— begin —
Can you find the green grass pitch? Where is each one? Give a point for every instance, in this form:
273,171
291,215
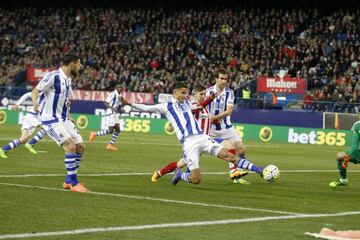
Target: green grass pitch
125,204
— end —
Copy every item above word for word, leaving out the pictures.

» Full solution
Can you find the green grass pitch? Where is each one? Give a point for every instance, in this form:
273,171
291,215
Target: green grass pitch
125,204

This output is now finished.